Work item:
Give again, exactly, every line of the entries below from the one that has "of the pair" to the last.

Records contained in a dataset:
^^^^

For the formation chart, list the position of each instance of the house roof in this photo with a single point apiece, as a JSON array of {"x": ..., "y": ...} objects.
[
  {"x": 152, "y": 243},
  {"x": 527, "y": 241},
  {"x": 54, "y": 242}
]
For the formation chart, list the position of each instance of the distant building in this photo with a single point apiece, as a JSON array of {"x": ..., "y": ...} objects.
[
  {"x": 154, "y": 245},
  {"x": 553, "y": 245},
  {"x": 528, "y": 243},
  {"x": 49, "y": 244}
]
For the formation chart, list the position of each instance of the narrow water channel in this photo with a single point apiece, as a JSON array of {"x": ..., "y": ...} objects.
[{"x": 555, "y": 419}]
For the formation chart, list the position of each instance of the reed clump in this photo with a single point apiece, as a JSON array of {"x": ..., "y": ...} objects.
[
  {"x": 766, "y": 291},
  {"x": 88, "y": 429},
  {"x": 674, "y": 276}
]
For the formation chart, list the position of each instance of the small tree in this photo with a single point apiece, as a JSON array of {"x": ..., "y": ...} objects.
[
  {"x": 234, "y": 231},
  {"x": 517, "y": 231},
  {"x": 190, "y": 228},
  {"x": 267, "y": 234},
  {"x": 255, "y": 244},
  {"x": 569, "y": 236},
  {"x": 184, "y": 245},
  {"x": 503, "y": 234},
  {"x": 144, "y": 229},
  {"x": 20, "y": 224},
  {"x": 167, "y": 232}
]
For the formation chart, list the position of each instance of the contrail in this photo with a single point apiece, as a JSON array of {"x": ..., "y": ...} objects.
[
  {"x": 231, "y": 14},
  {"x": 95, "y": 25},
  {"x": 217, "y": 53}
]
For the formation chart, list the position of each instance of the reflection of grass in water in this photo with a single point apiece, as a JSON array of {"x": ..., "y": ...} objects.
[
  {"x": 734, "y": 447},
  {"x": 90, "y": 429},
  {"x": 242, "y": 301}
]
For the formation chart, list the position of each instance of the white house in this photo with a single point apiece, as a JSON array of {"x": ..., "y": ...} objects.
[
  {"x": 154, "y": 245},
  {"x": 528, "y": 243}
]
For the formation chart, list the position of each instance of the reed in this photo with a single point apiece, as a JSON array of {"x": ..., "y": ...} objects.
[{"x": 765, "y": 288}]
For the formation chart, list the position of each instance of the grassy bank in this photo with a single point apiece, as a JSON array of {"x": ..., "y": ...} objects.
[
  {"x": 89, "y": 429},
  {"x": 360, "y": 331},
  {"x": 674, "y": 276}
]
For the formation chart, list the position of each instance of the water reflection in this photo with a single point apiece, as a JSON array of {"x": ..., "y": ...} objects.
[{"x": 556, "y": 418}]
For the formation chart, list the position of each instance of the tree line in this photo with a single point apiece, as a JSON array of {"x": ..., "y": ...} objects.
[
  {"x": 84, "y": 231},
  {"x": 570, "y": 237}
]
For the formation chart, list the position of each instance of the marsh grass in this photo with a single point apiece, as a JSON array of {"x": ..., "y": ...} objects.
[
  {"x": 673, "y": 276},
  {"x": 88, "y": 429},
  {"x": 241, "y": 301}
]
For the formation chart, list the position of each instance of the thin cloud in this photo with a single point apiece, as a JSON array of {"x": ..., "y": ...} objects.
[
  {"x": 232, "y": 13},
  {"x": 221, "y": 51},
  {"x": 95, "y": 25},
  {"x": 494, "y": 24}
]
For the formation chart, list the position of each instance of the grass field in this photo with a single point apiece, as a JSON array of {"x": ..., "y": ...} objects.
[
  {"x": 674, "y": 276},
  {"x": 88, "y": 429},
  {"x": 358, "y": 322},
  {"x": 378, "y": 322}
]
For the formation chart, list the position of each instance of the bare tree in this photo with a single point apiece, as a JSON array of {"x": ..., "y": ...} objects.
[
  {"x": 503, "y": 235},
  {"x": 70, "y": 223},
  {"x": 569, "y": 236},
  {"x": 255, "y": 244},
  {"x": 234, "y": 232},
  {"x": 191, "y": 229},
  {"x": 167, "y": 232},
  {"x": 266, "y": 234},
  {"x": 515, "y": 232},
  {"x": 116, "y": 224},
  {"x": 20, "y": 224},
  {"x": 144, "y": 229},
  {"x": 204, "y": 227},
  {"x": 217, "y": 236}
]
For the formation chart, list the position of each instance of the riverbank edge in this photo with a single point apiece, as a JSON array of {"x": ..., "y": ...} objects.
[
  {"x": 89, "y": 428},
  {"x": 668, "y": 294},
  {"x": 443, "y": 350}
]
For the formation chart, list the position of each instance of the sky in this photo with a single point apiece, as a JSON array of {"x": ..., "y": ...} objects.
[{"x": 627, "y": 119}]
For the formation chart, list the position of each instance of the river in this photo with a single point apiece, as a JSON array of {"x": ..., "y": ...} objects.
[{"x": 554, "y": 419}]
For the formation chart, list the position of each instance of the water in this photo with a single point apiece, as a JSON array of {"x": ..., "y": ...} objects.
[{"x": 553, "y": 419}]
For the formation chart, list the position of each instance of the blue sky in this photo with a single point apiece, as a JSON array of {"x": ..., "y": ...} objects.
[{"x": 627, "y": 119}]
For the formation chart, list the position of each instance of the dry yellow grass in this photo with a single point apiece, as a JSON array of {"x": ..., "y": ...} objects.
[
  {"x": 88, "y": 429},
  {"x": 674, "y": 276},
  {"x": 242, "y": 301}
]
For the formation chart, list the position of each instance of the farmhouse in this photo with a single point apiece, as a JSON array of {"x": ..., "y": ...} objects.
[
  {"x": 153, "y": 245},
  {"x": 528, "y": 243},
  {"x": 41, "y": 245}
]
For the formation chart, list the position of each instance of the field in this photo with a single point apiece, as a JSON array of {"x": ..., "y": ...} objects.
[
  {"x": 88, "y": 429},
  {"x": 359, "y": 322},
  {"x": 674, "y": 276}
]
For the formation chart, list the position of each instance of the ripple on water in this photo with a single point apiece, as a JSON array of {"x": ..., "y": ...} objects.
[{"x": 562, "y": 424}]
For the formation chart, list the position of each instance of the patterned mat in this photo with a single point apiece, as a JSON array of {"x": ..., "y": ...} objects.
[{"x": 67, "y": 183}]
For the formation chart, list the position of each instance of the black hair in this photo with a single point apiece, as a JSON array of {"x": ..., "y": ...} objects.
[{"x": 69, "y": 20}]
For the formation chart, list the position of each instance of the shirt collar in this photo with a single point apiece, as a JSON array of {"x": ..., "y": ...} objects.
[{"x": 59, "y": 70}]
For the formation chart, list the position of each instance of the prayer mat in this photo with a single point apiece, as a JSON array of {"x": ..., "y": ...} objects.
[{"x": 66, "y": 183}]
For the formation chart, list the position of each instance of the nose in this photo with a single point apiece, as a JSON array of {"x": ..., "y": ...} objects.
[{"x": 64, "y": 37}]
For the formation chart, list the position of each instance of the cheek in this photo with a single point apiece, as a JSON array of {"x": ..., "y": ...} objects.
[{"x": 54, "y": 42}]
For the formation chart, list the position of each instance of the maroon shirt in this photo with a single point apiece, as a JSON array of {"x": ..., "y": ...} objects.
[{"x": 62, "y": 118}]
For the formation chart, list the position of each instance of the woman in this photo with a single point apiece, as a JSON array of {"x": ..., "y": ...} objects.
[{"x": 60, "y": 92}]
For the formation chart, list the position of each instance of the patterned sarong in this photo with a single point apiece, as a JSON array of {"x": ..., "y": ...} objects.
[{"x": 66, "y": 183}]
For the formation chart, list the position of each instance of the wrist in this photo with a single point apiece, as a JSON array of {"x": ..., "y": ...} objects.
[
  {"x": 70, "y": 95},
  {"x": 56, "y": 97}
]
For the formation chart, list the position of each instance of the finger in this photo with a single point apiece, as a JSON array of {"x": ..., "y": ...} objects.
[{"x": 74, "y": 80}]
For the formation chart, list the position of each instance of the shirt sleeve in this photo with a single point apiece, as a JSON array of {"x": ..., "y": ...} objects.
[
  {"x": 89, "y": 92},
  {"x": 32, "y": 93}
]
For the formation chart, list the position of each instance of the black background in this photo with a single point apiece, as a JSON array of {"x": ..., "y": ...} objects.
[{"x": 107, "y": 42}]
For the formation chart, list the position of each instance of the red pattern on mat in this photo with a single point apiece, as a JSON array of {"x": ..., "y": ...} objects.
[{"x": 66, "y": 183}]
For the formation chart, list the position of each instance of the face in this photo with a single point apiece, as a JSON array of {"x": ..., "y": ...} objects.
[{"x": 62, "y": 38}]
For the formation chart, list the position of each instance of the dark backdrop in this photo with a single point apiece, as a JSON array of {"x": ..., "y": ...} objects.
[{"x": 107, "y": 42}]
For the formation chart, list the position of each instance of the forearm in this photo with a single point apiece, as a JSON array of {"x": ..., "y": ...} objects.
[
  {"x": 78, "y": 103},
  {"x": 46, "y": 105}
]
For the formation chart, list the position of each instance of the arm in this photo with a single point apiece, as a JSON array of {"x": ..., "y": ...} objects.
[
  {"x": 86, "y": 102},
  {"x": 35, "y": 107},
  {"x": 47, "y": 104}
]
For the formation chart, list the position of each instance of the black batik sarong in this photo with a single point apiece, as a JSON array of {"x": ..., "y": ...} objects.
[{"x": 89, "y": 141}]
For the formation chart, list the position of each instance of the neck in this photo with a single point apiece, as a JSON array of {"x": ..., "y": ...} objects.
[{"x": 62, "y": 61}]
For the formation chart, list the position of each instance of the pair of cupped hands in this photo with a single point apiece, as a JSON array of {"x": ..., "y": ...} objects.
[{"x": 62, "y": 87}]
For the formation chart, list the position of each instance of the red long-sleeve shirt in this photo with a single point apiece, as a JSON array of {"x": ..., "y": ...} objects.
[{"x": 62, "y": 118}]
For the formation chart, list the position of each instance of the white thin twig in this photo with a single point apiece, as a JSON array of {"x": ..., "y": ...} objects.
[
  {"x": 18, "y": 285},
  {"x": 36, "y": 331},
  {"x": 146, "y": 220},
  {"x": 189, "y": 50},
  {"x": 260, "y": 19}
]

^^^^

Worked solution:
For the formation chart, list the position of each instance of the pair of cupped hands in this photo with a single point apiece, as a JSON array of {"x": ..., "y": ...} objects.
[{"x": 62, "y": 87}]
For the formation chart, list the position of each instance of the red long-sleeve shirt in this photo with a single point apiece, as a JSON array of {"x": ..., "y": ...} objects.
[{"x": 62, "y": 118}]
For the formation chart, list the position of each instance of the white thin twig in this photo with a single point apiece, as a JSON array of {"x": ..., "y": ...} objects.
[
  {"x": 18, "y": 285},
  {"x": 36, "y": 331},
  {"x": 146, "y": 220},
  {"x": 189, "y": 50},
  {"x": 260, "y": 19}
]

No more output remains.